Part of a data file
..............................

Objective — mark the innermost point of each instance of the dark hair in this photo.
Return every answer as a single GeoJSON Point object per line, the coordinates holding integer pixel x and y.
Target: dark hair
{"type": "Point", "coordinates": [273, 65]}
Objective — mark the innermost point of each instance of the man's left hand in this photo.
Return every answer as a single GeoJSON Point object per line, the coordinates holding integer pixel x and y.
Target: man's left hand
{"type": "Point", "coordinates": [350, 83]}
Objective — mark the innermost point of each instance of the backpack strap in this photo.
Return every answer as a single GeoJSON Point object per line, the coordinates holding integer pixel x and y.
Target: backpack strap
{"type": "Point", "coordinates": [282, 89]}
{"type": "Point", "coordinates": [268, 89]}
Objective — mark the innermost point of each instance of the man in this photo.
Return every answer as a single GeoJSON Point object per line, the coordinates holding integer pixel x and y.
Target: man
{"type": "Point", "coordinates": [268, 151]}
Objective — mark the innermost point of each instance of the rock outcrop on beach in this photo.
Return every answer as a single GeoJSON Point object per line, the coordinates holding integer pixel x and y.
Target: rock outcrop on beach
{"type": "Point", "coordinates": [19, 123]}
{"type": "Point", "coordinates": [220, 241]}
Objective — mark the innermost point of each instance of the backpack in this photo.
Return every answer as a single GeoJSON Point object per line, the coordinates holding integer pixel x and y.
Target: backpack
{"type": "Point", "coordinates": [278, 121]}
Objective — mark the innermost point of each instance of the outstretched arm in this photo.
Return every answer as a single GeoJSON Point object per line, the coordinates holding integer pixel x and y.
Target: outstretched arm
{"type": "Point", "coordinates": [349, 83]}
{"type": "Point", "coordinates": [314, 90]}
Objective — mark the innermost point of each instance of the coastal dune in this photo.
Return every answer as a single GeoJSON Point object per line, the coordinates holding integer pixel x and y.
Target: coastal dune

..............................

→ **Directive**:
Can you rename "Objective" to "Goal" everywhere in the listing above and leave everything else unchanged?

→ **Exercise solution**:
Goal — mark the innermost point of each instance of the dark hair in this photo.
Return every answer as a single GeoJSON Point object per line, the coordinates holding integer pixel x and y.
Target: dark hair
{"type": "Point", "coordinates": [273, 65]}
Goal — mark the innermost point of each instance of the man's left hand in this photo.
Return every answer as a single GeoJSON Point object per line, the coordinates holding integer pixel x and y.
Target: man's left hand
{"type": "Point", "coordinates": [350, 83]}
Goal — mark the innermost point of each instance of the backpack strap in this photo.
Return every answer as a single GeoJSON Point object per line, the coordinates holding integer pixel x and y.
Target: backpack strap
{"type": "Point", "coordinates": [282, 89]}
{"type": "Point", "coordinates": [268, 89]}
Goal — mark the innermost point of each instance of the man in this photo.
Return every answer as a single GeoJSON Point object per line, the coordinates holding integer pixel x and y.
Target: man
{"type": "Point", "coordinates": [268, 151]}
Goal — mark the innermost point of each instance of the rock outcrop on beach in this photo.
Return every answer as a single GeoJSON Point object per line, the coordinates holding integer pixel x and y.
Target: rock outcrop on beach
{"type": "Point", "coordinates": [19, 123]}
{"type": "Point", "coordinates": [220, 241]}
Goal — mark the innermost point of each instance of the backpack in this photo.
Return every answer as a single GeoJSON Point object per line, the coordinates holding integer pixel x and y.
Target: backpack
{"type": "Point", "coordinates": [278, 121]}
Goal — mark the innermost point of each instance of the outstretched arm in this photo.
Return every answer as a single GeoJSON Point object per line, the coordinates holding integer pixel x and y.
Target: outstretched arm
{"type": "Point", "coordinates": [349, 83]}
{"type": "Point", "coordinates": [314, 90]}
Goal — mark the innermost point of each instance of the coastal dune in this photo.
Return every answer as a single GeoJSON Point object per line, the coordinates holding integer pixel x and y.
Target: coastal dune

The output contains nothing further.